(Dataset rows on where objects appear)
□ □ □

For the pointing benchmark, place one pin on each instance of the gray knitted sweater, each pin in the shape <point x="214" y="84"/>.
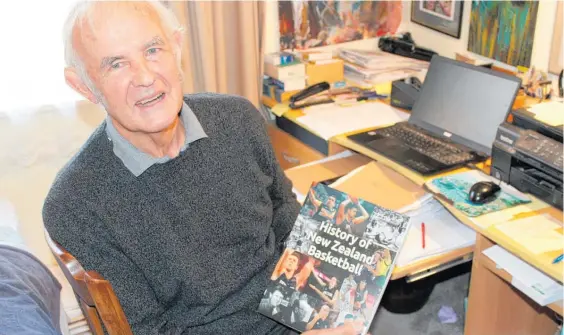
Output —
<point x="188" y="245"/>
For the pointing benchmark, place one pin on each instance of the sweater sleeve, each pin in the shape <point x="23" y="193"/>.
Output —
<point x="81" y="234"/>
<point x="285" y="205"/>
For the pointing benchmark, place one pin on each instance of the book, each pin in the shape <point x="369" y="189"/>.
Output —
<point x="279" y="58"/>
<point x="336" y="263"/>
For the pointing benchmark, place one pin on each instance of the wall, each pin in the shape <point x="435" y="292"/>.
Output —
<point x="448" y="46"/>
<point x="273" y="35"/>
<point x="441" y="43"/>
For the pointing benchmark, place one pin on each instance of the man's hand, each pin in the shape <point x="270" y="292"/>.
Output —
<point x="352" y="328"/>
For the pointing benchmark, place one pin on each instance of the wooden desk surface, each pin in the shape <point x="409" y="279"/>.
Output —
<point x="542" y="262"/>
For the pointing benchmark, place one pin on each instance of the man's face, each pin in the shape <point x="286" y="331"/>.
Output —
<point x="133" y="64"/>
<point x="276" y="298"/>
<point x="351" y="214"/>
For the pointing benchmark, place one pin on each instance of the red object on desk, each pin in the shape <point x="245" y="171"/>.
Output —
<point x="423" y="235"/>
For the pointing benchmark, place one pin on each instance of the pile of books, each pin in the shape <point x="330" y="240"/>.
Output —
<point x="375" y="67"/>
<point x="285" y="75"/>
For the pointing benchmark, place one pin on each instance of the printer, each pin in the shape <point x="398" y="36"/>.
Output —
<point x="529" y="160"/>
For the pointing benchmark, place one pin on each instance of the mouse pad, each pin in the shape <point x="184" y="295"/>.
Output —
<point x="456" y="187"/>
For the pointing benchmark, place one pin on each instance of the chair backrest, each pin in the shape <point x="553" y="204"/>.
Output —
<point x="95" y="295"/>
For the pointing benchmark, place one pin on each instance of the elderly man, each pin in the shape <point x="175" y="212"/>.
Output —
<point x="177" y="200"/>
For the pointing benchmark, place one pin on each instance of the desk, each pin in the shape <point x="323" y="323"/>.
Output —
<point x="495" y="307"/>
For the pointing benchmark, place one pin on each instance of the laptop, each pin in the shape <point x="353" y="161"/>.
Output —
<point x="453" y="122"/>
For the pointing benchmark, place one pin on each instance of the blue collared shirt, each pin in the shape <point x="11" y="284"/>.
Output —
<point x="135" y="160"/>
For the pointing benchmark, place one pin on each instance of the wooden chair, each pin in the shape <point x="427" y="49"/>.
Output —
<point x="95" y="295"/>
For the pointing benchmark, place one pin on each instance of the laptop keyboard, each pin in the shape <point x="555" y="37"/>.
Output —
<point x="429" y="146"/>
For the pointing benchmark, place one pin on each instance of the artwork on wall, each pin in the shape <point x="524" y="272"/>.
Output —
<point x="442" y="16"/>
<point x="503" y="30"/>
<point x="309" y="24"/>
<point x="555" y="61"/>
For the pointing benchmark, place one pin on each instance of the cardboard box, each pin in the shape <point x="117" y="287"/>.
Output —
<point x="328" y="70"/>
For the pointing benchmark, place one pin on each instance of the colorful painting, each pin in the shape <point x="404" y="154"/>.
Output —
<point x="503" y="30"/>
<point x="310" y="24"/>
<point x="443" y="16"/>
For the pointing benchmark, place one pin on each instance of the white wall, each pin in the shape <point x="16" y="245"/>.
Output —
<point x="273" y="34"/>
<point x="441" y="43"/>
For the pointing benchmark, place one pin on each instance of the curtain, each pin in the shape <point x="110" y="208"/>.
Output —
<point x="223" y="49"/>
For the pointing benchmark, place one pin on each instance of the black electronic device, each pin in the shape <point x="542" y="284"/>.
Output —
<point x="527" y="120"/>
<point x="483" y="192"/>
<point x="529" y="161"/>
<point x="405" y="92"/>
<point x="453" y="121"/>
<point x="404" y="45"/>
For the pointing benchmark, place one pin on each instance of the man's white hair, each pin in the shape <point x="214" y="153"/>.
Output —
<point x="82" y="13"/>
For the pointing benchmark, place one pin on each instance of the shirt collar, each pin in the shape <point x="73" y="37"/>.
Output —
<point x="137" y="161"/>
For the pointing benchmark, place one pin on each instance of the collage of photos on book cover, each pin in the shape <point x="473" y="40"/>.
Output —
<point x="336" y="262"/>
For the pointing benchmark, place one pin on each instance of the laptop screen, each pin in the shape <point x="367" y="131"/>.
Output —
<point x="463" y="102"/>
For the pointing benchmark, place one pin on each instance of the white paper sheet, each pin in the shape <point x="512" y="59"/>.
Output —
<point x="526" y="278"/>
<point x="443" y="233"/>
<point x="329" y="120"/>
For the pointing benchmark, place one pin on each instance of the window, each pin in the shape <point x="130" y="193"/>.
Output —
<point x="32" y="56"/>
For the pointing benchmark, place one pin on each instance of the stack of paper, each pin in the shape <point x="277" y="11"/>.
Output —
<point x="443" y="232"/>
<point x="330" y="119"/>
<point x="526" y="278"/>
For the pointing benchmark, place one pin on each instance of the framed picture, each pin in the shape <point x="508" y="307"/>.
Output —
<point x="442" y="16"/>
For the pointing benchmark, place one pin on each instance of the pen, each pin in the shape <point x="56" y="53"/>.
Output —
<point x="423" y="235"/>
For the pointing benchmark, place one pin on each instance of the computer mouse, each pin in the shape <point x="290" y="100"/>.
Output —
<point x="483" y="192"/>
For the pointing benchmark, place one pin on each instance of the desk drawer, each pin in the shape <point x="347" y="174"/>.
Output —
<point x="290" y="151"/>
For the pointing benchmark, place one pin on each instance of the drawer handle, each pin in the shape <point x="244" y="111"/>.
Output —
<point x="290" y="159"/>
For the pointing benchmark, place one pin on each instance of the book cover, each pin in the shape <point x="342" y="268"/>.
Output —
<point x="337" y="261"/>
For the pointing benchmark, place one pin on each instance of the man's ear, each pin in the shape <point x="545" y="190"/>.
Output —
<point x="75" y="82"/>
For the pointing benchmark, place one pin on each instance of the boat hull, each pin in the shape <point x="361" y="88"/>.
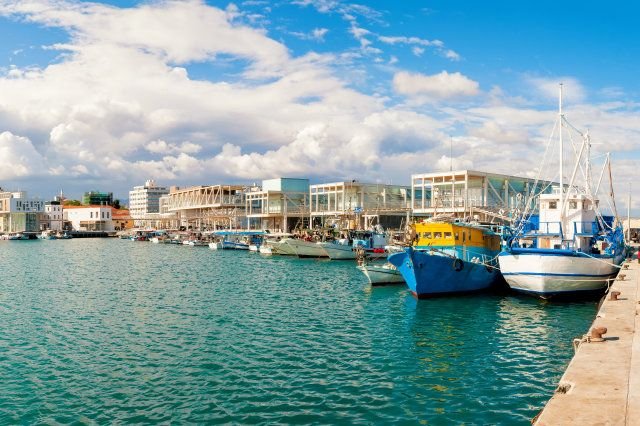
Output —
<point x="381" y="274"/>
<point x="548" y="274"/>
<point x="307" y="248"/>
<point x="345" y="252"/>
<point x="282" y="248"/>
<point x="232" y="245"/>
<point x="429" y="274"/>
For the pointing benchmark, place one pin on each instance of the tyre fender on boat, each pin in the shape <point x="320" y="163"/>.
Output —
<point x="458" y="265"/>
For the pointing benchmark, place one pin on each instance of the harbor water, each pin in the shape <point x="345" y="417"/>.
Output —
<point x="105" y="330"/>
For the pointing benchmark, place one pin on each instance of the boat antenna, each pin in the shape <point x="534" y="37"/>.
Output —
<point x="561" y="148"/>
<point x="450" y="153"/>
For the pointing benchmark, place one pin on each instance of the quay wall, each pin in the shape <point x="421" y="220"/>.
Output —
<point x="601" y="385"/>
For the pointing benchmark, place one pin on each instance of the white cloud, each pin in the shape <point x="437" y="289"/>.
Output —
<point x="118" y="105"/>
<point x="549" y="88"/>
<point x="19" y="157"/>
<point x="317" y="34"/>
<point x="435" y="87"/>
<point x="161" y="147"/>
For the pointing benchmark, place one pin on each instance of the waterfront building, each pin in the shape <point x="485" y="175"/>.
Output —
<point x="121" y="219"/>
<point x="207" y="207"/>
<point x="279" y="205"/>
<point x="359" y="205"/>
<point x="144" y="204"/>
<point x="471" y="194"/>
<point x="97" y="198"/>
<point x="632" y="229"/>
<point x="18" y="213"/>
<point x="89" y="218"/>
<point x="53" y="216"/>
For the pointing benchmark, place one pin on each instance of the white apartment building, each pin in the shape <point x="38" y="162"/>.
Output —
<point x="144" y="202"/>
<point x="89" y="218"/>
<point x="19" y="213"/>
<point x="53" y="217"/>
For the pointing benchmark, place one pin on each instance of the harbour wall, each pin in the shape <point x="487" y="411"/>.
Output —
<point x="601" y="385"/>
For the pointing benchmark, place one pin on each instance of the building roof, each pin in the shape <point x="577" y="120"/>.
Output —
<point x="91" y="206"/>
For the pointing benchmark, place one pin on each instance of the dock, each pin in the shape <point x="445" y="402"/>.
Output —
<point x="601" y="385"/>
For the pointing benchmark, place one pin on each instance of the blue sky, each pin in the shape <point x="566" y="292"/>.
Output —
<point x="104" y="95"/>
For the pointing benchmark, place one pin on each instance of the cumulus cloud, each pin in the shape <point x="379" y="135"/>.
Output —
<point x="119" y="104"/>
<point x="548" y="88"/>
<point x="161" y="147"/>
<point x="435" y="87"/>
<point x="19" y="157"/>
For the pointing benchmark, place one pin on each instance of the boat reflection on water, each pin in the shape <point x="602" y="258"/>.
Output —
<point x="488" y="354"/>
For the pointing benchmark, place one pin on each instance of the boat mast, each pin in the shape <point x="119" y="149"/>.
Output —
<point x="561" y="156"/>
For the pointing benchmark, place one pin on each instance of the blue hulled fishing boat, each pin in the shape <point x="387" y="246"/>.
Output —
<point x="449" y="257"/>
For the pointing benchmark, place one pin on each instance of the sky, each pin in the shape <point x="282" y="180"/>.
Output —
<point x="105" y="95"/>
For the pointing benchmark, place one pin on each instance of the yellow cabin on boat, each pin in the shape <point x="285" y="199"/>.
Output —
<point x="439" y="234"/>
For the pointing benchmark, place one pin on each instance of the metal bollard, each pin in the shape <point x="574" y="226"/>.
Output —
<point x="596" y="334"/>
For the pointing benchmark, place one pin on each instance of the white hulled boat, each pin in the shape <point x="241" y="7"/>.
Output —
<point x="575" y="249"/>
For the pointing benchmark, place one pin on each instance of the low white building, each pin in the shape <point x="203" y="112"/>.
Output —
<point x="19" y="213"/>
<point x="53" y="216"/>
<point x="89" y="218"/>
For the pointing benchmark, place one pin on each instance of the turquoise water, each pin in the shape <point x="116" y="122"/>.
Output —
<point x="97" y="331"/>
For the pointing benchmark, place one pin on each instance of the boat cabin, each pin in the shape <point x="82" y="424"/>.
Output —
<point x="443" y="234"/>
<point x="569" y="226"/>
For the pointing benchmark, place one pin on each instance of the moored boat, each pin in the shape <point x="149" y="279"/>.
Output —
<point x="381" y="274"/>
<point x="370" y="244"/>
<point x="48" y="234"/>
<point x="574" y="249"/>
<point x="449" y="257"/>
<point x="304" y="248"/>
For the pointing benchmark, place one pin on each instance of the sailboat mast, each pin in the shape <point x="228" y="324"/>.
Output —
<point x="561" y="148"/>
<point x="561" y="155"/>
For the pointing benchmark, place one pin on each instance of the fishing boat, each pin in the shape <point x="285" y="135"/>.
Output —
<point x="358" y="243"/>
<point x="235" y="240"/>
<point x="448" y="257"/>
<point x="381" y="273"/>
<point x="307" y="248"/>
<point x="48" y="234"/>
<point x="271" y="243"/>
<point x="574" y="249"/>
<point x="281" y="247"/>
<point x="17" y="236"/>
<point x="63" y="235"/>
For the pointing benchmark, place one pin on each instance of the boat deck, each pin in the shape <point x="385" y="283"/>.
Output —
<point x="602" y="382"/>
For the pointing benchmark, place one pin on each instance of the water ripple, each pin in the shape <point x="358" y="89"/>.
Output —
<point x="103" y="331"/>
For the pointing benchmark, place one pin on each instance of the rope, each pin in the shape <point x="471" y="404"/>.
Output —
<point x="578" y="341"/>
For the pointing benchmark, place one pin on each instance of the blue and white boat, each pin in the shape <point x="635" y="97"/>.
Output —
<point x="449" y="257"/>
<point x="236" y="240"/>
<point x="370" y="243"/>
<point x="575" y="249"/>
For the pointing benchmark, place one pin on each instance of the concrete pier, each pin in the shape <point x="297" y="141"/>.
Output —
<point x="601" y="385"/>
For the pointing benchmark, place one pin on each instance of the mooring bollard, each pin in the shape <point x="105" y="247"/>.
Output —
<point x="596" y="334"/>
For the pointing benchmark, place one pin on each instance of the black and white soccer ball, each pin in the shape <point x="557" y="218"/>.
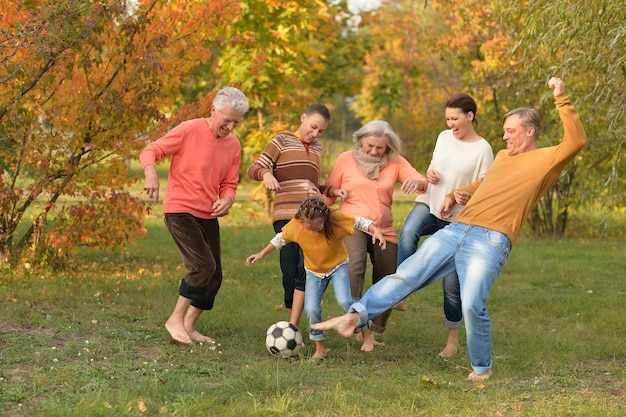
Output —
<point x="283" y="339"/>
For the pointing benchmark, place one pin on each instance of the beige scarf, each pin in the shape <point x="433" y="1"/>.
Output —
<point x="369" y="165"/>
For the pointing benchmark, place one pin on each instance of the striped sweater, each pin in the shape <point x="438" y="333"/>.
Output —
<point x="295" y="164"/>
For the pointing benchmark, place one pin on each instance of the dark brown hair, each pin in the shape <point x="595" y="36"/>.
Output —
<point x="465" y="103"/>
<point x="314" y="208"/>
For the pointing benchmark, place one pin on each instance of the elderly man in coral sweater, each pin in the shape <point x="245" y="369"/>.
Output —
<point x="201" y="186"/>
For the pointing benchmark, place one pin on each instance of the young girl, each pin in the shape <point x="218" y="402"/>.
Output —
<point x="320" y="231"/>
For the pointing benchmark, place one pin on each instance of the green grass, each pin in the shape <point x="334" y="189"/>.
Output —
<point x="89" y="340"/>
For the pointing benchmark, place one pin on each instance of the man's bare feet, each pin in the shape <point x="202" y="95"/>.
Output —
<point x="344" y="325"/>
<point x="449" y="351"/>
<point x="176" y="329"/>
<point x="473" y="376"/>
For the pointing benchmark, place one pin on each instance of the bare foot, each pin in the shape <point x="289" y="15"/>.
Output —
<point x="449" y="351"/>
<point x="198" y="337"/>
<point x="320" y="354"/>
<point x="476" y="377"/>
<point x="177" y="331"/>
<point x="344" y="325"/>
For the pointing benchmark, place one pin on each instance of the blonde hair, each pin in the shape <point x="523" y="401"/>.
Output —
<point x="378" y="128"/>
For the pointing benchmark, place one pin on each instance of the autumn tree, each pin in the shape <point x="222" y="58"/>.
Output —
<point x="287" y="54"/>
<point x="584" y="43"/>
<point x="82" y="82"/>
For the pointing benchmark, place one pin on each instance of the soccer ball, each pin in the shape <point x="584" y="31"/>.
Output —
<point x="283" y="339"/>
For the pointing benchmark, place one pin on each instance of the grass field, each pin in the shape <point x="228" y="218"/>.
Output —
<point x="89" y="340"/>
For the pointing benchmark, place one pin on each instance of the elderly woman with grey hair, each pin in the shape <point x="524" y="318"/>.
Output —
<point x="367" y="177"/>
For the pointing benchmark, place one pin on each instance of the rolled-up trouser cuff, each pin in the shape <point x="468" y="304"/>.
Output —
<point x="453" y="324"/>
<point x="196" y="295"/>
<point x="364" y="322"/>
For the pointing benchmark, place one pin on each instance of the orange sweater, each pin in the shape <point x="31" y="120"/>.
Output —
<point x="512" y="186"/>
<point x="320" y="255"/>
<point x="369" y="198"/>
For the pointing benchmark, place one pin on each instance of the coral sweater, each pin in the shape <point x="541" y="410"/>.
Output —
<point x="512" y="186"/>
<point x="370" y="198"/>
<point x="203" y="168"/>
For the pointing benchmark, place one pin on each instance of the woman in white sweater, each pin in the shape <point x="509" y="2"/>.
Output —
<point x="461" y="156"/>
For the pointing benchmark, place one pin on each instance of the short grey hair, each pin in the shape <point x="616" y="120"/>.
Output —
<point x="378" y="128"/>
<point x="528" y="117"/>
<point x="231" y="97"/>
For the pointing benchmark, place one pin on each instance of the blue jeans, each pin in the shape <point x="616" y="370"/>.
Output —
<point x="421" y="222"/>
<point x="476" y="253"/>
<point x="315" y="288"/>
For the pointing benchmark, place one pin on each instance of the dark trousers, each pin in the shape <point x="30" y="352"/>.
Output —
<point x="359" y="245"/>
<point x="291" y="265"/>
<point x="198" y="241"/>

□ □ □

= DIRECTIONS =
Write out once more the lines above beginning at the line with "of the short"; continue through the final line and stop there.

= SOLUTION TO THIS PROBLEM =
For the pointing benchmark, place one pin on each instance of the short grey hair, each pin in the shape <point x="616" y="120"/>.
Output —
<point x="378" y="128"/>
<point x="528" y="117"/>
<point x="231" y="97"/>
For the pointing benchmark, place one pin on each instance of the blue jeans, each pin in the shape <point x="616" y="370"/>.
Output —
<point x="421" y="222"/>
<point x="476" y="253"/>
<point x="315" y="288"/>
For the pointing benchmark, place one pin on each instance of the dark trousers, each pin in the shape <point x="30" y="352"/>.
Output —
<point x="359" y="245"/>
<point x="291" y="265"/>
<point x="198" y="241"/>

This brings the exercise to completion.